▶ **Task requirements**
Give the listing below again in full, exactly as written.

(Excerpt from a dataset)
============================================================

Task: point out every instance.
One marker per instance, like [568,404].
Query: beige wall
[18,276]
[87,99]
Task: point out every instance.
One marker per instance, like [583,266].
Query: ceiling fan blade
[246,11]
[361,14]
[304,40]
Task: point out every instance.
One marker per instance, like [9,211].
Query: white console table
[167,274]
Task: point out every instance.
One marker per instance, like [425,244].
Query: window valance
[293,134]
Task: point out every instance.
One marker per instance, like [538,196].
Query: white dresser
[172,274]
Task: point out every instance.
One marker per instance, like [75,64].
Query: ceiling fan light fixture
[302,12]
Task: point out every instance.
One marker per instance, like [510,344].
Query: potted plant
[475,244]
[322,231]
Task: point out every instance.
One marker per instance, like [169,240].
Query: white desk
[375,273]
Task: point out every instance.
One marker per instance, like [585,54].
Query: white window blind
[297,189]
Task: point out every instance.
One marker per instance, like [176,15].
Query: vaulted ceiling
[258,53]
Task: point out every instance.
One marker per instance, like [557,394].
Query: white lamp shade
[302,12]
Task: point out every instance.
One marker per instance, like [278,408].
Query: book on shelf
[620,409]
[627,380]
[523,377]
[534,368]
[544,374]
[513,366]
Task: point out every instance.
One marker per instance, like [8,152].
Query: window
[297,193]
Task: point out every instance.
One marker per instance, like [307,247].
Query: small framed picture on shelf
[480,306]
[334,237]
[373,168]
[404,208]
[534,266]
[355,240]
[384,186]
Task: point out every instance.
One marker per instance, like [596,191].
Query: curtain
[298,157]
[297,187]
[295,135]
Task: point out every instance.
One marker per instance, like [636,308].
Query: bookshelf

============================================================

▶ **Full output**
Task: point out every instance.
One marker per instance, like [568,404].
Query: beige wall
[18,276]
[87,99]
Task: point out every instance.
One marker per instance, like [583,266].
Query: ceiling fan blade
[246,11]
[361,14]
[304,40]
Task: point out every instance.
One marker per instance, like [9,211].
Query: white console table
[167,274]
Task: point out every instance.
One marker per instance, like [425,244].
Query: window valance
[293,134]
Task: point out every instance.
One marker per instance, like [538,196].
Query: white dresser
[172,274]
Task: point out every instance.
One marker per instance, like [75,64].
Query: ceiling fan light fixture
[302,12]
Task: point out every instance.
One marker per instance, like [510,344].
Query: potted plant
[475,244]
[322,231]
Task: point out every instance.
One marker per instance, like [169,240].
Query: white desk
[375,273]
Task: point out every instance.
One marker per instance, like [585,54].
Query: white window blind
[297,189]
Task: point out every instance.
One marker per instance, like [176,15].
Query: vaulted ceiling
[258,53]
Task: point out every instance.
One marker per instance, like [557,394].
Query: white lamp shade
[302,12]
Task: point out every instance.
One marker per instance, like [278,408].
Query: book on shelf
[620,409]
[627,380]
[523,377]
[534,368]
[544,374]
[513,366]
Task: point out every instance.
One marker per instance, like [8,152].
Query: window
[297,193]
Task: point out every instance.
One marker per instance, like [307,247].
Query: small framed picture on shelf
[480,306]
[334,237]
[373,168]
[404,208]
[534,266]
[355,240]
[384,186]
Task: point out every instance.
One marker per instance, like [596,191].
Query: curtain
[298,157]
[297,187]
[295,135]
Task: point out every instance.
One marker per instance, like [636,308].
Query: bookshelf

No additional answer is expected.